> [PASSAGE FOR REVIEW]
In the first human clinical trial carried out on Ahiflower oil, researchers have confirmed that its consumption is safe and increases tissue long-chain n-3 fatty acid content to a greater extent than flaxseed oil.
Researchers from the University of Moncton, Canada, led by Dr Marc Surette, carried out a 28-day trial during which 40 healthy subjects aged from 18-65 were given 2tsps either Ahiflower oil or flaxseed oil daily.
Published in the Journal of Nutritional Science, the study found that Ahiflower oil boosted eicosapentaenoic acid (EPA) up to four times more than flaxseed oil. It also increased anti-inflammatory omega-6 dihomo-gamma linolenic acid (DGLA) in circulating cells, whereas overall DGLA declined among the subjects taking flaxseed oil.
The researchers wrote: “As the richest natural source of SDA [stearidonic acid], Ahiflower is the most effective non-genetically modified plant seed oil-based source of n-3 PUFA described to date. This is important because agriculturally-produced oils are renewable sources of dietary n-3 PUFA as opposed to fish oils, whose sustainability is questionable.
“Given the ability to enrich tissues in EPA and other long-chain n-3 PUFA following its consumption, Ahiflower oil represents an attractive alternative to current plant-sourced ALA-rich oils as a dietary source of n-3 PUFA.”

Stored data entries
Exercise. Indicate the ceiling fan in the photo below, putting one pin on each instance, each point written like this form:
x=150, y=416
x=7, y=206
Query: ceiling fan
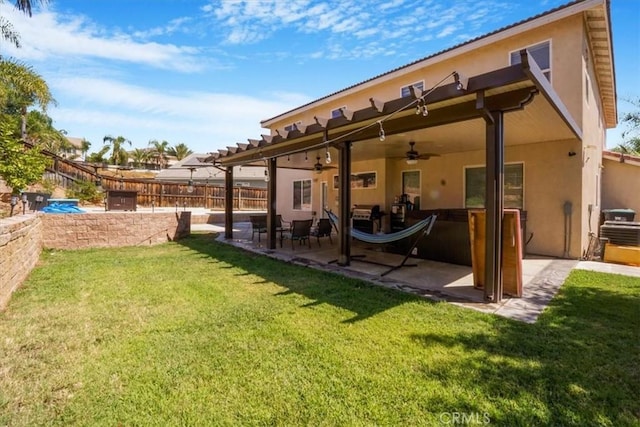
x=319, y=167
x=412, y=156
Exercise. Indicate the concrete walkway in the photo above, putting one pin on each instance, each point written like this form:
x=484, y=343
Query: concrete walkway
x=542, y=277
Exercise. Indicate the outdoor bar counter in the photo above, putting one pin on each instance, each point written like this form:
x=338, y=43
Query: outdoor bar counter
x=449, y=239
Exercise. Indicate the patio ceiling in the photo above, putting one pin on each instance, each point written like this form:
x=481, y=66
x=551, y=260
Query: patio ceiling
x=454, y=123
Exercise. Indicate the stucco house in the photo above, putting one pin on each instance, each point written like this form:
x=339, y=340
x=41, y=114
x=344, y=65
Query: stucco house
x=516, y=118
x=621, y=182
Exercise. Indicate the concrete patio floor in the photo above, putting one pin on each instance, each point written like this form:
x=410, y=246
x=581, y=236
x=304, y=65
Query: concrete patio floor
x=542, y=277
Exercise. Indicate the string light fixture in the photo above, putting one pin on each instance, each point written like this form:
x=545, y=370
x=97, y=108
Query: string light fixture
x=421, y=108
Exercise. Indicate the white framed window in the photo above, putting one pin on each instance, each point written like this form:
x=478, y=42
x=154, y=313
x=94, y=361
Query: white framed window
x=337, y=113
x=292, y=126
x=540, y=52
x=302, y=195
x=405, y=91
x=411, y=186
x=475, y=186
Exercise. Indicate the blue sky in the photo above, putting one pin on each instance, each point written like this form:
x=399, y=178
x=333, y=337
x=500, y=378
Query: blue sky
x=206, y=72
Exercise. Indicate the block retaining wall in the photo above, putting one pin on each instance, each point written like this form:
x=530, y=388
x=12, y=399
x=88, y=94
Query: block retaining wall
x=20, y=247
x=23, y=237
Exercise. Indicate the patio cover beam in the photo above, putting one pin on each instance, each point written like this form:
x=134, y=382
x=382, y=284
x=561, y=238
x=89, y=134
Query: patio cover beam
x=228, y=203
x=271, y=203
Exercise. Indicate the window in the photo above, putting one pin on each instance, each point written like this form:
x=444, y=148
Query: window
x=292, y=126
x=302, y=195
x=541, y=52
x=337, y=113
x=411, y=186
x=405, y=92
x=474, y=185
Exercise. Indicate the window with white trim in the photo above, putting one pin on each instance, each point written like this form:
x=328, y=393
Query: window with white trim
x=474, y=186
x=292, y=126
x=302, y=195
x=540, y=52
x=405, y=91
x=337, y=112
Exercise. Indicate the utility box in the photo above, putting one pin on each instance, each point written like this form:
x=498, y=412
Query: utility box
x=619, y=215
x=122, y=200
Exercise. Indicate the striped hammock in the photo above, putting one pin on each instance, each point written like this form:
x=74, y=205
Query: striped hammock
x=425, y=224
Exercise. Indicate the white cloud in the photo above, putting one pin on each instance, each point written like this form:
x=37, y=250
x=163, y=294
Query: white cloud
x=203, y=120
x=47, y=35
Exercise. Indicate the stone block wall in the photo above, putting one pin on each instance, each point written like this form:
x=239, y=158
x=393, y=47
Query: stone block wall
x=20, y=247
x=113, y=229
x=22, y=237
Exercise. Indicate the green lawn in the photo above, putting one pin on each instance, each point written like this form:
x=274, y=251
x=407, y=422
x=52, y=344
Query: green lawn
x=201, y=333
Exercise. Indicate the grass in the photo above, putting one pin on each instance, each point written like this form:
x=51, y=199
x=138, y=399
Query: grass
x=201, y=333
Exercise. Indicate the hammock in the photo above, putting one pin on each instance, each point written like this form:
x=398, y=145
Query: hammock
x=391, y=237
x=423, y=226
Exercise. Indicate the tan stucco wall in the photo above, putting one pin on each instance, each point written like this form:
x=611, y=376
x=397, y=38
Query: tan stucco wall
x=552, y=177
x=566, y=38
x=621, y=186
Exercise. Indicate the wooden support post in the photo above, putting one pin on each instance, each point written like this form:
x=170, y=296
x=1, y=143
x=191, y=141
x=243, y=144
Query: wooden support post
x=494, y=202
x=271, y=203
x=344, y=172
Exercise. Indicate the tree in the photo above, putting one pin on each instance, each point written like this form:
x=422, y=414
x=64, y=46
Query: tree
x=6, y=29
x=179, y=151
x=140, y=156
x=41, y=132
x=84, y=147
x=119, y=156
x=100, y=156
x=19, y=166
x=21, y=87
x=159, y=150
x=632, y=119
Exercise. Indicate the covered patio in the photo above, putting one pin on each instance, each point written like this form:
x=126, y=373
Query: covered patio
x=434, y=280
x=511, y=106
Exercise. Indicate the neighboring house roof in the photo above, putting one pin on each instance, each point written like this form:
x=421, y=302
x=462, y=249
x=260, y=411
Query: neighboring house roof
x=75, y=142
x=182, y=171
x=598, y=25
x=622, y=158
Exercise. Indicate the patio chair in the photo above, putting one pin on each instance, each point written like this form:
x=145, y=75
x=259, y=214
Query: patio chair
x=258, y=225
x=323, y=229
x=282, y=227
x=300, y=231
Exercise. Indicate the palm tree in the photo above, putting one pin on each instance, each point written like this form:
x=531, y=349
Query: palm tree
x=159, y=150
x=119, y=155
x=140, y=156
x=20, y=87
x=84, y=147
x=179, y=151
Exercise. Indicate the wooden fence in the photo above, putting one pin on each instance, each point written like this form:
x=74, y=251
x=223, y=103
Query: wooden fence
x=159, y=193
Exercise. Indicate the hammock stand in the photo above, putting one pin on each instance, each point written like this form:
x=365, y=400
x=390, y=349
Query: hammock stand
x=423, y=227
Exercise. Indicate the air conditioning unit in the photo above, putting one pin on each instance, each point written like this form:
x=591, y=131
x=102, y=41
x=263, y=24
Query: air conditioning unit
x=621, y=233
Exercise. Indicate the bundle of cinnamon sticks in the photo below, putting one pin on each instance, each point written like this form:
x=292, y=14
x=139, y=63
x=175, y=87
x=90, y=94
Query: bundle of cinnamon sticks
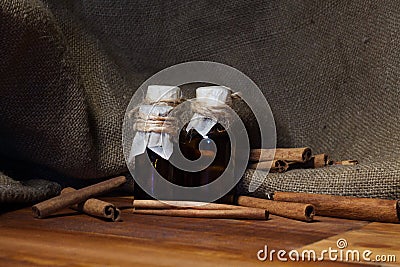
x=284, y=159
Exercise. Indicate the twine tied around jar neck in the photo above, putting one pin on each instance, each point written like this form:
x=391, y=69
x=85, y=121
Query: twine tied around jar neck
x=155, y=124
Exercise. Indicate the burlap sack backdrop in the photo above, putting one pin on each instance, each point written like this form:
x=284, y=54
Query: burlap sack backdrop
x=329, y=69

--

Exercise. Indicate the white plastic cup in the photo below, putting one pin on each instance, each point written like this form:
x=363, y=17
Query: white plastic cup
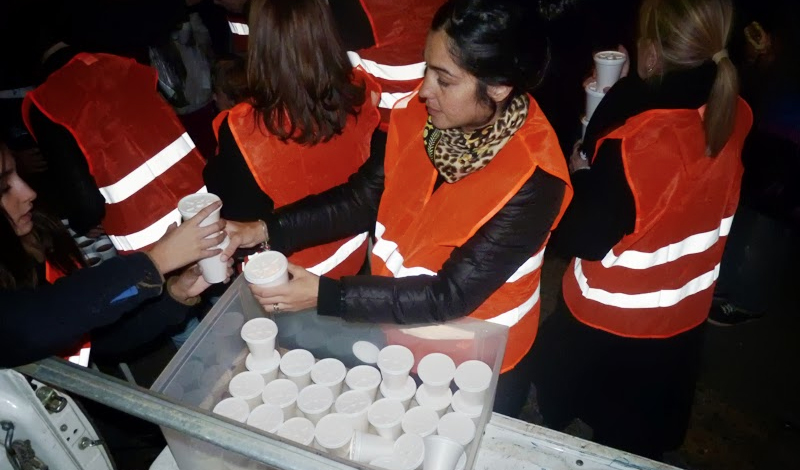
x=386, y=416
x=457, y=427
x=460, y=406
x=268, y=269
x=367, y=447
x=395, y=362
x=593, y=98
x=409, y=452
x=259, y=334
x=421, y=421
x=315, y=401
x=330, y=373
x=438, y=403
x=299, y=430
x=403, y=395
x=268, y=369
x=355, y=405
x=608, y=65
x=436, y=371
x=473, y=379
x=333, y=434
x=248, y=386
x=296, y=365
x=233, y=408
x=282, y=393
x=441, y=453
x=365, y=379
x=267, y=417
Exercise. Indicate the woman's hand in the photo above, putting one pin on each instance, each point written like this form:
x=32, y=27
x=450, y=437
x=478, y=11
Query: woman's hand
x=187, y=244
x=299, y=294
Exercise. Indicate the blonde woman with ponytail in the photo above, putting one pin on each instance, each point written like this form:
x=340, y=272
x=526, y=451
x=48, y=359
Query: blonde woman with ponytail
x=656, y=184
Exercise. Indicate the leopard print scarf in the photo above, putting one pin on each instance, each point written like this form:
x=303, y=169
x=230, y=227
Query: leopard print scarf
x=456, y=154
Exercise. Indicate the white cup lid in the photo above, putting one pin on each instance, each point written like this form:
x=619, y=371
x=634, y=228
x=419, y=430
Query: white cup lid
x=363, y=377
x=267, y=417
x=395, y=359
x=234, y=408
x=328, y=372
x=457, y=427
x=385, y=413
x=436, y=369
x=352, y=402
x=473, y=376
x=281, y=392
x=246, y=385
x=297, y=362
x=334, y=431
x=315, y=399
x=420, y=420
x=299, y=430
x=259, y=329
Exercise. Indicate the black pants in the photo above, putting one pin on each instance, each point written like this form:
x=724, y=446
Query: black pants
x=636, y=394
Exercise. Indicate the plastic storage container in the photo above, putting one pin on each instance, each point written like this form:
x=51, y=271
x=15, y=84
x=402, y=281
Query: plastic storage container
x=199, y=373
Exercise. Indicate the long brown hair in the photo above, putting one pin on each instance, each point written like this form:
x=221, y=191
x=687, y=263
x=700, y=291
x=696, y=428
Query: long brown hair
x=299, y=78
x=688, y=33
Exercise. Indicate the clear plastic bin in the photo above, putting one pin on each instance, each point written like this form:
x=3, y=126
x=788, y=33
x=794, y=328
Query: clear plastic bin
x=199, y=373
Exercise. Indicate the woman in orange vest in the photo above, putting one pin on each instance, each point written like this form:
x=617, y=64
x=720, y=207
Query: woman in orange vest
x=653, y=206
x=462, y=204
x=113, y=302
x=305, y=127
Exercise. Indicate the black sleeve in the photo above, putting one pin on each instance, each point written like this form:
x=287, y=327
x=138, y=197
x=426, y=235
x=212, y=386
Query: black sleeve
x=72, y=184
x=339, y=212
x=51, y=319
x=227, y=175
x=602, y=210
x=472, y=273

> [DIRECTIONS]
- a) Translate this sentence from the Ahiflower oil article into Spanish: "Published in the Journal of Nutritional Science, the study found that Ahiflower oil boosted eicosapentaenoic acid (EPA) up to four times more than flaxseed oil."
- b) According to the Ahiflower oil article, how many healthy subjects took part in the trial?

> [ANSWER LIST]
- a) Publicado en el Journal of Nutritional Science, el estudio determinó que el aceite de Ahiflower aumentó el ácido eicosapentaenoico (EPA) hasta cuatro veces más que el aceite de linaza.

- b) 40 healthy subjects.